▸ **Description of the task**
In the records below, find the line containing "of the chrome"; give it again exactly, along with every line that follows, and nothing else.

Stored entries

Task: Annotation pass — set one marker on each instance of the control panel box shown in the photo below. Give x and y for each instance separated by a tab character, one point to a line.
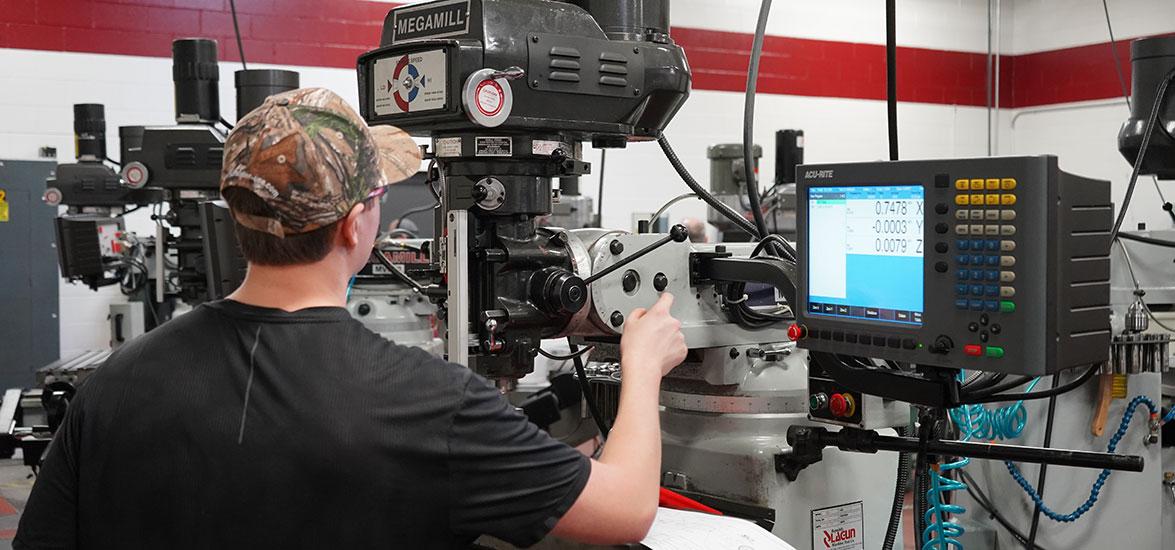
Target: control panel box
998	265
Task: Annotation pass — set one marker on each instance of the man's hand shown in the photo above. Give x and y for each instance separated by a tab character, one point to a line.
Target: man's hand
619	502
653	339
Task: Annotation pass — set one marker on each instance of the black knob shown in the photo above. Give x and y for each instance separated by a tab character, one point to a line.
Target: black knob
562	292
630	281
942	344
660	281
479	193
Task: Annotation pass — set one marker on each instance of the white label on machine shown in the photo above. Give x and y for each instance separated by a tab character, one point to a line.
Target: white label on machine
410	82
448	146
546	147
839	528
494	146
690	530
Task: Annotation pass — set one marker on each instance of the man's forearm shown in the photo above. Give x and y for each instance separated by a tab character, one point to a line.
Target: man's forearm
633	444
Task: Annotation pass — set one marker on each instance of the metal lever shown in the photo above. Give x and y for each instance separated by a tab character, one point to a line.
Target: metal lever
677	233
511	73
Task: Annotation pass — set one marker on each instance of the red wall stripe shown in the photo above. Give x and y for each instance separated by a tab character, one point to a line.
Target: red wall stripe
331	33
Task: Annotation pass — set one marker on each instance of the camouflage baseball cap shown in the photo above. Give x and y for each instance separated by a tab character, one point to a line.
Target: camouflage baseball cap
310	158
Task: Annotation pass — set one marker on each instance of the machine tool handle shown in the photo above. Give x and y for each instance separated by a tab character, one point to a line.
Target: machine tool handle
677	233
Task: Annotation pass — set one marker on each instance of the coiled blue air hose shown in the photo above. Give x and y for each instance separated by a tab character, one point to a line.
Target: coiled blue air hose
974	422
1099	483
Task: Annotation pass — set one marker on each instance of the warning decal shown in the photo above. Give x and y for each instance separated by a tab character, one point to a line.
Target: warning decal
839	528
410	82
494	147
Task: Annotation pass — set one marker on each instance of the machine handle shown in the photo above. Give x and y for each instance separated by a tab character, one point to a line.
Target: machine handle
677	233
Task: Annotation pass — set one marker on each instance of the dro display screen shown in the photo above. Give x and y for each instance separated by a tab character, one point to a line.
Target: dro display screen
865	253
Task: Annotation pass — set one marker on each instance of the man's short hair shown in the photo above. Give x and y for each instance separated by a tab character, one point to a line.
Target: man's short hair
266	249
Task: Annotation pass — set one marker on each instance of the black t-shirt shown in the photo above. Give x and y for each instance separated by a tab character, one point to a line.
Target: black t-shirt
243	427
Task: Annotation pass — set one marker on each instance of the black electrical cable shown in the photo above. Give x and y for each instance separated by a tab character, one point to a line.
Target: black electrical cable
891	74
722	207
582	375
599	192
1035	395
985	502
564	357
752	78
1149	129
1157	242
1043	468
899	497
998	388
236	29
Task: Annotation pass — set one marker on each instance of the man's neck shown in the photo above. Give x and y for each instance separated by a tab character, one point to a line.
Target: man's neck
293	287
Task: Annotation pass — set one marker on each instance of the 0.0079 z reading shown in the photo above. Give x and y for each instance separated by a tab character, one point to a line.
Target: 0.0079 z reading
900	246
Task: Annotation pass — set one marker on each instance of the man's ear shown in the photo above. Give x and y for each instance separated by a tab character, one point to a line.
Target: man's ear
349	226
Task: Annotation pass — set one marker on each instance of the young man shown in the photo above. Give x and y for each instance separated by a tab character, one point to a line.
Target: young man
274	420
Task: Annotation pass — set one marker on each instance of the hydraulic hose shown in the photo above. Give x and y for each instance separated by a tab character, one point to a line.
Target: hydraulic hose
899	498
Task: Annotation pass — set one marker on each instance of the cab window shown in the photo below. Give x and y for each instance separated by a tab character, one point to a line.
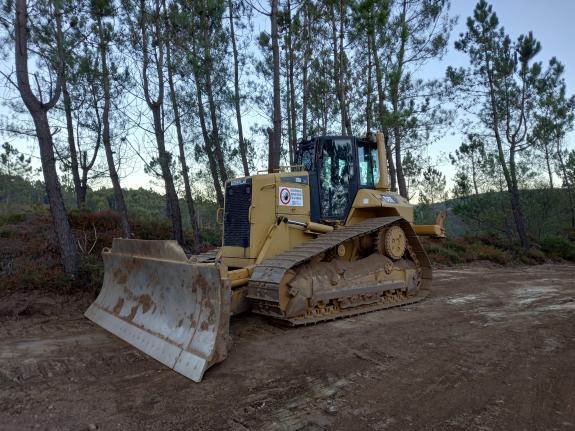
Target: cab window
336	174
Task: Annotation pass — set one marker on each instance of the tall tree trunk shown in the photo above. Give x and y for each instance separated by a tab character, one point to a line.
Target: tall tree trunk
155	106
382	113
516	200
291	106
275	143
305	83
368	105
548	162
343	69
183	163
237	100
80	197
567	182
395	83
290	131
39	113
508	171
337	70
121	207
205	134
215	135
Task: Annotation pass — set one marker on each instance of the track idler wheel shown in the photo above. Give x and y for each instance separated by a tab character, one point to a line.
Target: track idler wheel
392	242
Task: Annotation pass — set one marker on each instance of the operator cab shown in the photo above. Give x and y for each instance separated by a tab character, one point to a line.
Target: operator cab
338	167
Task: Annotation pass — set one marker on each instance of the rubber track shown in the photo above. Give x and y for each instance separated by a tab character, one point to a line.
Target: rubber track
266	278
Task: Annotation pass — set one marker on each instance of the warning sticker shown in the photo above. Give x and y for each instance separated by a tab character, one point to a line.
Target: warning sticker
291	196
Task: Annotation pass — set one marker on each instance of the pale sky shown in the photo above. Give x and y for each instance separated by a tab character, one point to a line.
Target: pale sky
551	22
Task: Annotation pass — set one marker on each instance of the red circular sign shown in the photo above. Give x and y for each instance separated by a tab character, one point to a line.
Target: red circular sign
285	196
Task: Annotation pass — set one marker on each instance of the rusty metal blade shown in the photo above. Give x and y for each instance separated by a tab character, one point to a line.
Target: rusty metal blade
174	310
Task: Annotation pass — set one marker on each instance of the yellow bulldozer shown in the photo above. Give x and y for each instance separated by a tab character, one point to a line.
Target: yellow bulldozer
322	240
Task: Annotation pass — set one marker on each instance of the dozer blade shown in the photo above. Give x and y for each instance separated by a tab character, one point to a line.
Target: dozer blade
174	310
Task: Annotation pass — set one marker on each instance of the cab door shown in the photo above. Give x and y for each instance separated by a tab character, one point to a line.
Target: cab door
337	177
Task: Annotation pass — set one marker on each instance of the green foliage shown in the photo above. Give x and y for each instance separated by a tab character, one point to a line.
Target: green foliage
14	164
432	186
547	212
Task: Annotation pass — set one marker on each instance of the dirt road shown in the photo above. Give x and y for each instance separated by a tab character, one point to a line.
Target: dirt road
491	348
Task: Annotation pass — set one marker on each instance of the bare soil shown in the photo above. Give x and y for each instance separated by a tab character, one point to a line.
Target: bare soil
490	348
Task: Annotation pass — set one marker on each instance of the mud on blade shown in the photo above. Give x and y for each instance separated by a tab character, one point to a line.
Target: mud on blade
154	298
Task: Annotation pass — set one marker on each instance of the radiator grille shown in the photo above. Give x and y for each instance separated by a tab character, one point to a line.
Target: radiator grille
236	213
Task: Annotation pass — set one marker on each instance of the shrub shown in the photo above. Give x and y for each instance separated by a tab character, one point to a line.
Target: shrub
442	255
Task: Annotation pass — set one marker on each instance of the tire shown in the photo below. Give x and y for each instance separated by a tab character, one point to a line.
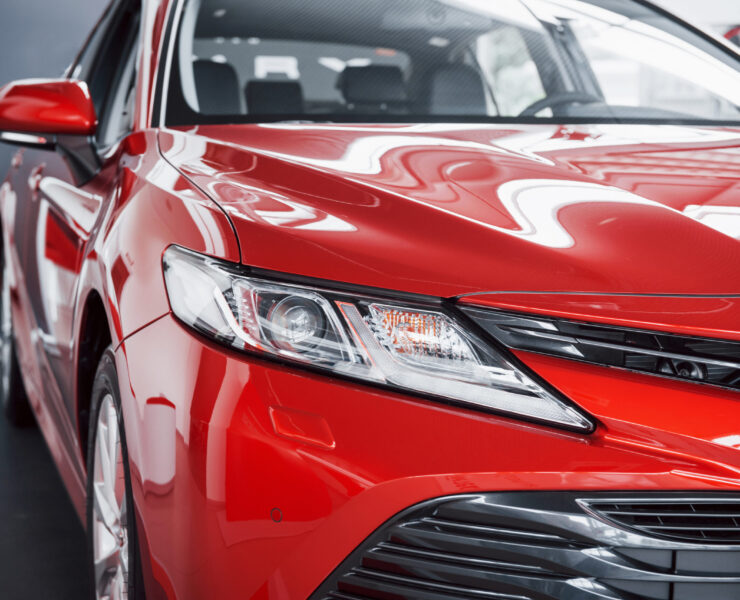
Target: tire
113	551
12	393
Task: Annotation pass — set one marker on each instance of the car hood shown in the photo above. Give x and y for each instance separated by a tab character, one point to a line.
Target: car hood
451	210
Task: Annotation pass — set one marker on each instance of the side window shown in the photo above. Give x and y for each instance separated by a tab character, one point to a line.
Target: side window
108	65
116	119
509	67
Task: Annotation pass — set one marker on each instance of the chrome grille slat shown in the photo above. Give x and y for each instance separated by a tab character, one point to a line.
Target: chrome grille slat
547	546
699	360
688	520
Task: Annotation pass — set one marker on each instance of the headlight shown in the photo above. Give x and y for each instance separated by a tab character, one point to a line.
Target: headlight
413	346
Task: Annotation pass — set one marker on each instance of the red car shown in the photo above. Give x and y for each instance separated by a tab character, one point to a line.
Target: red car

▸ **Exercise answer**
Task: Annotation pass — set one marker on each instance of the chrome grille slat shown in the photo above. Give x and y for each instance separated by a tab character, one point to a line.
Target: chrome grille slat
547	546
699	360
688	520
Task: Annotation pass — set one marker on each instance of the headlight shown in the photo above. Give x and y for each instance separated by a tab character, one point to a line.
Target: headlight
413	346
Task: Annotation pass — set one marker on each instance of the red car shown in the photo above. Give x and y for each instance separated by a tab character, one point to a line.
Target: red car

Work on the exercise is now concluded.